Coordinate annotation entries:
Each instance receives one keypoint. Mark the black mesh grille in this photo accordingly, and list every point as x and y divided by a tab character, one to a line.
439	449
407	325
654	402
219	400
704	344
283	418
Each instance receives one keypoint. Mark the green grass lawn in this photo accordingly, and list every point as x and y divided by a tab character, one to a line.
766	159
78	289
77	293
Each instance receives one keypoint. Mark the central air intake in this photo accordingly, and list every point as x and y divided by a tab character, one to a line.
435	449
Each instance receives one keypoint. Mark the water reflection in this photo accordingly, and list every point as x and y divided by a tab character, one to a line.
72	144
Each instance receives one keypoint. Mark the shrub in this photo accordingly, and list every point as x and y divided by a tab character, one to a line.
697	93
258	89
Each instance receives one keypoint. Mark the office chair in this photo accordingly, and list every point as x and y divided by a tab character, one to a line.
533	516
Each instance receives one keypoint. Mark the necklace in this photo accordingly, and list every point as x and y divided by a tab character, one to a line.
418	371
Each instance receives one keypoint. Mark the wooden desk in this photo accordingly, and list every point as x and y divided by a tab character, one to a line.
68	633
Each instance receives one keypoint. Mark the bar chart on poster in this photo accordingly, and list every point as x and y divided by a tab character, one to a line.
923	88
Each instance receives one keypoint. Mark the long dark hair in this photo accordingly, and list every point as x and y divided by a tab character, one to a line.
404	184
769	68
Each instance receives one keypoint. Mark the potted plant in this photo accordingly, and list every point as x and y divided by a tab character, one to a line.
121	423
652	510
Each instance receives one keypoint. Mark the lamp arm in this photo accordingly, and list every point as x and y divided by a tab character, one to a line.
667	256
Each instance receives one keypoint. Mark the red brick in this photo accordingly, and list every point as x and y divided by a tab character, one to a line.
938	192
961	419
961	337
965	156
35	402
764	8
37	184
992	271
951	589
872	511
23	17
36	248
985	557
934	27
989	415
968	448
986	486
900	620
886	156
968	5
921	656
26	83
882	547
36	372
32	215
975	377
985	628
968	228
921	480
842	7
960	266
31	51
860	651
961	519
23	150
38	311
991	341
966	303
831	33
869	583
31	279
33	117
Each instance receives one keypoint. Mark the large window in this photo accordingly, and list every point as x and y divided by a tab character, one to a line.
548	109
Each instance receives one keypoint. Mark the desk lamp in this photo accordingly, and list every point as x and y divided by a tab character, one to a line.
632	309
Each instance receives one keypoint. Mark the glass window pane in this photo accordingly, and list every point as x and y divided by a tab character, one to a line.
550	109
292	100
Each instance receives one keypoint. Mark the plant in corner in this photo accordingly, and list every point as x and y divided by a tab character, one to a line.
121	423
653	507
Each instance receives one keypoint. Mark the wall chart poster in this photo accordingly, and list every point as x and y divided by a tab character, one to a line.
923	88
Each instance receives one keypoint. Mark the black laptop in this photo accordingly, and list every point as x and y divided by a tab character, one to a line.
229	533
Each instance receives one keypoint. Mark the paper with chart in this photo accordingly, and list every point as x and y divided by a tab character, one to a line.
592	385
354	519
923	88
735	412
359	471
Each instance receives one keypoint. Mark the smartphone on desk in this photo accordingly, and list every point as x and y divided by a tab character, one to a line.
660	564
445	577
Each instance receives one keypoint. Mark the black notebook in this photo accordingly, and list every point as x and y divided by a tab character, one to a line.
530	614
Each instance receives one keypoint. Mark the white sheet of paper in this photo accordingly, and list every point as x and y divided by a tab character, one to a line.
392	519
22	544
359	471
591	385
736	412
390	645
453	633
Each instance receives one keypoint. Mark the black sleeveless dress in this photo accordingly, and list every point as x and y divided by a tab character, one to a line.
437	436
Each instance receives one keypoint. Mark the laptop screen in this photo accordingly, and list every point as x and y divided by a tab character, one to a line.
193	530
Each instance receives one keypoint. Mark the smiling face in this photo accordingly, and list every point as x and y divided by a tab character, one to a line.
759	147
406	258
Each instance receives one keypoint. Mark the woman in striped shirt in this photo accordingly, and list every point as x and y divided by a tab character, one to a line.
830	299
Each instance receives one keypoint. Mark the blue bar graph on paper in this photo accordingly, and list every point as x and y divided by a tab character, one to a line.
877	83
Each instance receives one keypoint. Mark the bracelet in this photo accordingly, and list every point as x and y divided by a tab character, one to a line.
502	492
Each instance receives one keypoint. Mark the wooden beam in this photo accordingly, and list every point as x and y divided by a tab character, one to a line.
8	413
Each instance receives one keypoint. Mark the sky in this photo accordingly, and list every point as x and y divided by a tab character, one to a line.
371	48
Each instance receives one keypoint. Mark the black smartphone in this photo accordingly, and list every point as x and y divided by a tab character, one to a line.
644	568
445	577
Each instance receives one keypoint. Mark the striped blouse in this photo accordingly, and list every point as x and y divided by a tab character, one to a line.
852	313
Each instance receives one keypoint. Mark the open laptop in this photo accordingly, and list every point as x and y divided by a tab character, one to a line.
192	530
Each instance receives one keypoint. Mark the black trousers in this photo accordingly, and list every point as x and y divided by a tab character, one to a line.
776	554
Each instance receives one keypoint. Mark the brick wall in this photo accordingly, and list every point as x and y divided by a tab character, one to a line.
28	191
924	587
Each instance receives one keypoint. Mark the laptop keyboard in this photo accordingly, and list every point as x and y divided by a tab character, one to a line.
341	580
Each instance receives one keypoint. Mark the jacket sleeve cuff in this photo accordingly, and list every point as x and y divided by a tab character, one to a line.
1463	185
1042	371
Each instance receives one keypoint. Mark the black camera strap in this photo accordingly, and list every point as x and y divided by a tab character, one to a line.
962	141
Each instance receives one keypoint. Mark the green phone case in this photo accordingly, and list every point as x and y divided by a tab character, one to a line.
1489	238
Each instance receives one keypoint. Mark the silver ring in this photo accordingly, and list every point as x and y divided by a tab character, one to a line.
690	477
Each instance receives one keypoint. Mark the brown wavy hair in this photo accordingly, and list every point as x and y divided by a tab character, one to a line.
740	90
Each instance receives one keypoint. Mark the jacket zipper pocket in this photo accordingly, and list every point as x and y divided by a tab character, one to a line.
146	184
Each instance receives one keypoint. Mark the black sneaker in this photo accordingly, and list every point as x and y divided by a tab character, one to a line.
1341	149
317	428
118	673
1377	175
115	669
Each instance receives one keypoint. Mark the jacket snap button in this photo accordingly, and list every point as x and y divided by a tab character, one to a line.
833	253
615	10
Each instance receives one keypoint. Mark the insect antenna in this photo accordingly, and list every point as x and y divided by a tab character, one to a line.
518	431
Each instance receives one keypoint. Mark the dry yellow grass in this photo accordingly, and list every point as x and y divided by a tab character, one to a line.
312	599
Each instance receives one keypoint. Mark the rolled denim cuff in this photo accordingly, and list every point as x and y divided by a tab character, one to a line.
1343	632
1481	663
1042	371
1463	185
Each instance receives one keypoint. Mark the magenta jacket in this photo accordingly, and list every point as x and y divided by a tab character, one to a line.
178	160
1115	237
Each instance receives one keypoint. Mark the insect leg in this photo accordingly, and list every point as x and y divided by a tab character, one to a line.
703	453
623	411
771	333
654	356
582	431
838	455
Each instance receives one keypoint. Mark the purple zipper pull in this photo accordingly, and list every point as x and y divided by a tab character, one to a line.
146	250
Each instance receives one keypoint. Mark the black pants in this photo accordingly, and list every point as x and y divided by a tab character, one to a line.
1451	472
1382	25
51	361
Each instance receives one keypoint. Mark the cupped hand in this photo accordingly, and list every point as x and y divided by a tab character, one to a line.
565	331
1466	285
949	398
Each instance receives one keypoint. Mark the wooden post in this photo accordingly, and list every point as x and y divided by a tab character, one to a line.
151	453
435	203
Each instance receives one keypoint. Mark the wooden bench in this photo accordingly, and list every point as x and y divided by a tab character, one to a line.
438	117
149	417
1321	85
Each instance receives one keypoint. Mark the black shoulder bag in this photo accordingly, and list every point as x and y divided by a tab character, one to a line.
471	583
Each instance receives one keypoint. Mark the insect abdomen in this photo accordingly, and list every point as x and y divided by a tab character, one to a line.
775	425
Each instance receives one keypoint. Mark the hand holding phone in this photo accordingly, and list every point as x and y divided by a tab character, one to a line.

Requirements:
Quote only the lines from the one containing "Each instance receives one keypoint. Mark the insect leg" through the final line of the records, with both ends included.

Task response:
Each instance receives one keypoint. Mark the insect leg in this photo accordingly, and list every point as x and y divided by a tab character, one to a line.
703	453
623	411
771	333
654	356
582	431
838	455
Each instance receives one keypoint. Mark the purple zipper pull in this photo accordingly, and list every point as x and y divided by a tab character, one to a line.
146	250
Each instance receives one keypoint. Mark the black pants in this photo accordingly, and list every point as x and y divided by a tab character, one to a line.
1451	472
1382	25
51	361
Each instance receives one keypoint. Mark the cupped hand in this photo accordingly, and list every point as x and y divided by a tab character, one to a line.
565	331
1466	285
949	398
Each instance receives one keypoint. Mark the wooden post in this photo accordingly, and list every point as x and y divided by a tab character, one to a line.
151	453
435	203
Each instance receives one keypoint. Mark the wooden bench in this photo accordingly, and list every point as x and y divided by a tab character, one to a line.
438	117
149	417
1321	85
Each instance receives one keypoint. Mark the black shoulder bag in this photo accordingly, and list every point as x and y divided by a tab character, one to a line.
471	583
Each instance receives one keypoint. Mark the insect abdomen in this photo accordingly, and list every point as x and y divided by a tab character, one to a line.
775	425
Each instance receives one keypoint. Mark the hand holding phone in this photo accordingly, and list every point as x and y divided by a tab character, one to a line.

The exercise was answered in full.